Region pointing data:

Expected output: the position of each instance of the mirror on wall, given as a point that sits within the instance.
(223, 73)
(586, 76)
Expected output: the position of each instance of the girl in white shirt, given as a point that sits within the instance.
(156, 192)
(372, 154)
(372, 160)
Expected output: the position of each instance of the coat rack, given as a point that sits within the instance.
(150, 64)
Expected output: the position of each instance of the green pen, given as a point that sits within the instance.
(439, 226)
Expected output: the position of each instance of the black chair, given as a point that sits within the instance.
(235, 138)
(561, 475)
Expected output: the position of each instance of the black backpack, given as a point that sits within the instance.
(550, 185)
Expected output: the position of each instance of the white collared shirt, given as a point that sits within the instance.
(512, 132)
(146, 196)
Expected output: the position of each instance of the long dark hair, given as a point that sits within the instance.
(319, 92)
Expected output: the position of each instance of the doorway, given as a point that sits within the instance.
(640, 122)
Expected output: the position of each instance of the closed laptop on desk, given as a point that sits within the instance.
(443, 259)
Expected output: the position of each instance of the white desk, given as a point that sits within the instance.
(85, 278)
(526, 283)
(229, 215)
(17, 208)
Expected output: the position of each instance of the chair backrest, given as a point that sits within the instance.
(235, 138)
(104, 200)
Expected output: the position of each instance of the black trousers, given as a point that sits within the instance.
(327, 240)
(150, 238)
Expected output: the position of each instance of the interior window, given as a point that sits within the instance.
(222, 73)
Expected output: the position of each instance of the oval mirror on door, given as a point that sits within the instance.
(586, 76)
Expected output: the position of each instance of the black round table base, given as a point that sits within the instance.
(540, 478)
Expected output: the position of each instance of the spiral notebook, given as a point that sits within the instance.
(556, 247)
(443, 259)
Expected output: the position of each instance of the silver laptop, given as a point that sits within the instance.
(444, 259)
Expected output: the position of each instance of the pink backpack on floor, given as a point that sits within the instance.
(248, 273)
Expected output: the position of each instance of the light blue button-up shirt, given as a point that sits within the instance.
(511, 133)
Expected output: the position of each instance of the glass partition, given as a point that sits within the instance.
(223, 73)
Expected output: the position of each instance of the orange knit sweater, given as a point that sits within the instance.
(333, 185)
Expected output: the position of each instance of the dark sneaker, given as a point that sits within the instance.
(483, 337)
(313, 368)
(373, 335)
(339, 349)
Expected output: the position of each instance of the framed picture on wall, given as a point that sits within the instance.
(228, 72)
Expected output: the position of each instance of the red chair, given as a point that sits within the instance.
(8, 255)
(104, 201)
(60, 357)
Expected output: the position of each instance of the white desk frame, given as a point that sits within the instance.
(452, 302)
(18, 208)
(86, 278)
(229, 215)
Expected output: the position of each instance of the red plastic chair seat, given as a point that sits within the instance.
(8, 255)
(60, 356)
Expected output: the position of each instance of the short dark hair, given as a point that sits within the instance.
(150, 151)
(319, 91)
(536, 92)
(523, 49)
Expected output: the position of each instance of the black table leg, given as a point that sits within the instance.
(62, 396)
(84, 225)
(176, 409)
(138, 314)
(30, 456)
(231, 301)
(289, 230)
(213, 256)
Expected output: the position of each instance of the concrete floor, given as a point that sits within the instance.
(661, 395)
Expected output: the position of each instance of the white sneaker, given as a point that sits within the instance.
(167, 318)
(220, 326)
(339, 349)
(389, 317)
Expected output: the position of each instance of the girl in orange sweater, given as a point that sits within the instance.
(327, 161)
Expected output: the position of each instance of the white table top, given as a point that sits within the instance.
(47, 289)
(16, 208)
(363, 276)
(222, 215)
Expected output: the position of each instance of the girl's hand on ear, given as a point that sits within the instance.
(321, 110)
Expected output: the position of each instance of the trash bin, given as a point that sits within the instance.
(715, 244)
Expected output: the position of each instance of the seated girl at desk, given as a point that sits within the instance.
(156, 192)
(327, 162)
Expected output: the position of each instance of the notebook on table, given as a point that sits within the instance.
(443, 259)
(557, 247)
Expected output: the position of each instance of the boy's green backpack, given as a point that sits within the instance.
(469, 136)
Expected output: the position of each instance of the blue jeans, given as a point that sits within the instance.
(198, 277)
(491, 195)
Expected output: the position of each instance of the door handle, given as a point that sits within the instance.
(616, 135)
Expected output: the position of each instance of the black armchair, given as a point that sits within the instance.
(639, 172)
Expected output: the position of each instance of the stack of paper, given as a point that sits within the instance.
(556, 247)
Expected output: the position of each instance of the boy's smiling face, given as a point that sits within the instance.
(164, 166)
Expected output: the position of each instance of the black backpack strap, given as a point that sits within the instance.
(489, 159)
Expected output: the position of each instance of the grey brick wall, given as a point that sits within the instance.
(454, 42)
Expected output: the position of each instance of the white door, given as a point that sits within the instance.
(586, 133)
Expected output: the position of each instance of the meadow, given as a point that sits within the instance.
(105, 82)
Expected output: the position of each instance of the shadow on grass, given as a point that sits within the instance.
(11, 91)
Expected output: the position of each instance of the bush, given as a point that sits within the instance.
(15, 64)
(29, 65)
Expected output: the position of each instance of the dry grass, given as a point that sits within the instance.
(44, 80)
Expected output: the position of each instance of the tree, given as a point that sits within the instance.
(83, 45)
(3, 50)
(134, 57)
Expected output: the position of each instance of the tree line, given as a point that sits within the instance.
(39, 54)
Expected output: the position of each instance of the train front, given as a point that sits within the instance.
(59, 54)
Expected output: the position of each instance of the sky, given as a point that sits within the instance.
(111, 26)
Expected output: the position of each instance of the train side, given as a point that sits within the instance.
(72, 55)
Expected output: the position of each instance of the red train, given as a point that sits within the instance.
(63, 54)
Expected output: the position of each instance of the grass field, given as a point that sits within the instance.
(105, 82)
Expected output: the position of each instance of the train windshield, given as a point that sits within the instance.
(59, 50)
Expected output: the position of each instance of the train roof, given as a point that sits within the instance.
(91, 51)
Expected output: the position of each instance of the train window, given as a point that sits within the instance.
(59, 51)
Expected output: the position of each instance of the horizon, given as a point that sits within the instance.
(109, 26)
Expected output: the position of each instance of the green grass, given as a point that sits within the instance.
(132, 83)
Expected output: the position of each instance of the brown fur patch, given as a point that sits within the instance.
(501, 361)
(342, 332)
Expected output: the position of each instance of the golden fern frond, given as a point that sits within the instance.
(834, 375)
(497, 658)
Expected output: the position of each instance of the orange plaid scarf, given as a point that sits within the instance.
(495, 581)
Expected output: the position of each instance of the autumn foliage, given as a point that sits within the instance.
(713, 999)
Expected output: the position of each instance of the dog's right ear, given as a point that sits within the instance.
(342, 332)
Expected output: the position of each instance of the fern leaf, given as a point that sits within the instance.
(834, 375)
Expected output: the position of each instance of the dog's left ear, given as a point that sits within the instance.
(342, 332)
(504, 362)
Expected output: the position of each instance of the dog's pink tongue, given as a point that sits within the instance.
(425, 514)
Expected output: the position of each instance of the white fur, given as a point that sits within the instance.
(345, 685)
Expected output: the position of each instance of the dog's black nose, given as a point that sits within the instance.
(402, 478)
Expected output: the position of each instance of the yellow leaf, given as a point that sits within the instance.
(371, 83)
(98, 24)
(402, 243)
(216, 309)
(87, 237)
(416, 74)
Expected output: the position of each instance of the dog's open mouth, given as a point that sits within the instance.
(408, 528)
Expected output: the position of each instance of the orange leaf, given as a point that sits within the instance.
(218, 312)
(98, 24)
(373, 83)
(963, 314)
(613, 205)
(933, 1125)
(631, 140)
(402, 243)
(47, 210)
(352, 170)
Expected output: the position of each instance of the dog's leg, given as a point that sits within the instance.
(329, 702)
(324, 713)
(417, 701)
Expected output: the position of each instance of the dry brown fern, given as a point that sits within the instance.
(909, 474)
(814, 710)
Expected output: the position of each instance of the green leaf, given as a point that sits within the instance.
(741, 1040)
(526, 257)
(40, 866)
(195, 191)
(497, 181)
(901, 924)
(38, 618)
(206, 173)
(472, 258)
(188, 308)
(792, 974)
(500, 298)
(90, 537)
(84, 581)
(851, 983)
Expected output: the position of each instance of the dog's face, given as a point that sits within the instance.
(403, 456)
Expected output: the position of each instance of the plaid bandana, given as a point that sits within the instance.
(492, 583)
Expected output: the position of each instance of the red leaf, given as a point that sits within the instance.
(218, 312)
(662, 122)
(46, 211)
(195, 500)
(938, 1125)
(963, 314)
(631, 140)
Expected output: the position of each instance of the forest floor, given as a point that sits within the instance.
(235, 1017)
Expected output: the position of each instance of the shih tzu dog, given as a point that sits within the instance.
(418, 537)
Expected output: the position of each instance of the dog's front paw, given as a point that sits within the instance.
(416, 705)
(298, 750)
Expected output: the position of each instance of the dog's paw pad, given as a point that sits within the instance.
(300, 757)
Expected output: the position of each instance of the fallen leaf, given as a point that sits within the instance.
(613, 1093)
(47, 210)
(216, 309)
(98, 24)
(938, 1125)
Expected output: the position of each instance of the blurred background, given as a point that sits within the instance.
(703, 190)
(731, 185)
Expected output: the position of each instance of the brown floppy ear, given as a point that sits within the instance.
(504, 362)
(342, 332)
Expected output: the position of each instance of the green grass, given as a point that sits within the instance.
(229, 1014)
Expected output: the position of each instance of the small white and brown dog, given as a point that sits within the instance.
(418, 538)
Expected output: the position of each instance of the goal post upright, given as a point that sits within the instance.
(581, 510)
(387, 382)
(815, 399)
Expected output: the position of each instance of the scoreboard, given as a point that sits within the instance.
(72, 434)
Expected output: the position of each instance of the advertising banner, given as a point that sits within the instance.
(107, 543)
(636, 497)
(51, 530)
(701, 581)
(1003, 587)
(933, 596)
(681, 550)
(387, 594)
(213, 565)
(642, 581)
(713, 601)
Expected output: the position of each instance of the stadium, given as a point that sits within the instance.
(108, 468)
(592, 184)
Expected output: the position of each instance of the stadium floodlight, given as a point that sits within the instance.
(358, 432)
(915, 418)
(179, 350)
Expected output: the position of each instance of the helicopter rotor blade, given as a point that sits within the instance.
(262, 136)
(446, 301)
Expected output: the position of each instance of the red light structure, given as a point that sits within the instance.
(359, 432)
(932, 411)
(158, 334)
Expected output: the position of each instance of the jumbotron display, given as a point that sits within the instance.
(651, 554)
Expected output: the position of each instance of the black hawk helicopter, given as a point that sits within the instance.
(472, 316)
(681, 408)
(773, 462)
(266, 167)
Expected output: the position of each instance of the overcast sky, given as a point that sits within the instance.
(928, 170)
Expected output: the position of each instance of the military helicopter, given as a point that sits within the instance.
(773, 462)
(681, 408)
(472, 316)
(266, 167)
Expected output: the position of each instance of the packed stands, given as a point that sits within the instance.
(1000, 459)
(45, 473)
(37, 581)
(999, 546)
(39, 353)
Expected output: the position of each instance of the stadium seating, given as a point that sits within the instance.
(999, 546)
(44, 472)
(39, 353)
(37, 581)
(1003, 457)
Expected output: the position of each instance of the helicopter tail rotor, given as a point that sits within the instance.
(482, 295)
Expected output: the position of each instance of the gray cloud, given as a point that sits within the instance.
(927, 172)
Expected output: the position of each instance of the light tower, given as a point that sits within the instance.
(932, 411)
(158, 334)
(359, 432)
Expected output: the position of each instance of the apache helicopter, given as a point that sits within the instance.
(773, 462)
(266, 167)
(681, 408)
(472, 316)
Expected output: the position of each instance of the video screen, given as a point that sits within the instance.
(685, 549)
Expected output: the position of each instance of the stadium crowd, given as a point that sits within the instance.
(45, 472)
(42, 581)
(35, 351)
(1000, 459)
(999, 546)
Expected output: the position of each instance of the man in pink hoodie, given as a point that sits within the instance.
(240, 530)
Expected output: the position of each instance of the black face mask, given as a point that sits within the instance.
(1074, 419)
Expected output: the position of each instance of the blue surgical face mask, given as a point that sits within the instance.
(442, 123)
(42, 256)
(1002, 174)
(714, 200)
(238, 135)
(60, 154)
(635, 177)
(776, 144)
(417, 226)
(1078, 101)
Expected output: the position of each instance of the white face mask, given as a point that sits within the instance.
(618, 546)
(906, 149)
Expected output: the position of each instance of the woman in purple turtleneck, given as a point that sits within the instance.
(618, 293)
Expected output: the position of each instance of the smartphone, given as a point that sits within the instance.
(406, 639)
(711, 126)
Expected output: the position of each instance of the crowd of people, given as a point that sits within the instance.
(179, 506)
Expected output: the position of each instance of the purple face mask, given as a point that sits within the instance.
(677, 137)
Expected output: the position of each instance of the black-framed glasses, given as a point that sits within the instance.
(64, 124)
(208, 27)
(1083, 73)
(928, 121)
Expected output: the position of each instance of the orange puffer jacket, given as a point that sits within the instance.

--- Task directions ---
Lines from the one that contains "the blue surgical" through the final line of the entries must be duplicated exactly, and no other lines.

--- Solution to this task ---
Expected output: the position of each instance of the blue surgical face mask, given as a point that sits within the instance.
(442, 123)
(42, 256)
(1002, 174)
(714, 200)
(238, 135)
(60, 154)
(635, 177)
(776, 144)
(417, 226)
(1078, 101)
Expected output: the position of each instance of the white face mask, given as a point that sits within the instance.
(618, 546)
(906, 149)
Expected output: the position of each instance of the woman in purple turtleneck, given as a point that sits within the instance.
(618, 293)
Expected output: the position of each instance of the smartphone, given as a point that sits within the instance.
(406, 639)
(711, 126)
Expected output: the position of each instance of the crowd of people, given as a point that sits within the instance.
(179, 506)
Expected output: the position of each instance of the purple face mask, given as a point that sits within the instance.
(677, 137)
Expected output: the position of each instance of the black-framed glasses, given as a point that sits within the instance.
(64, 124)
(208, 27)
(1083, 73)
(928, 121)
Expected output: the position of each instance of the orange puffer jacket, given as a point that sits within the instance.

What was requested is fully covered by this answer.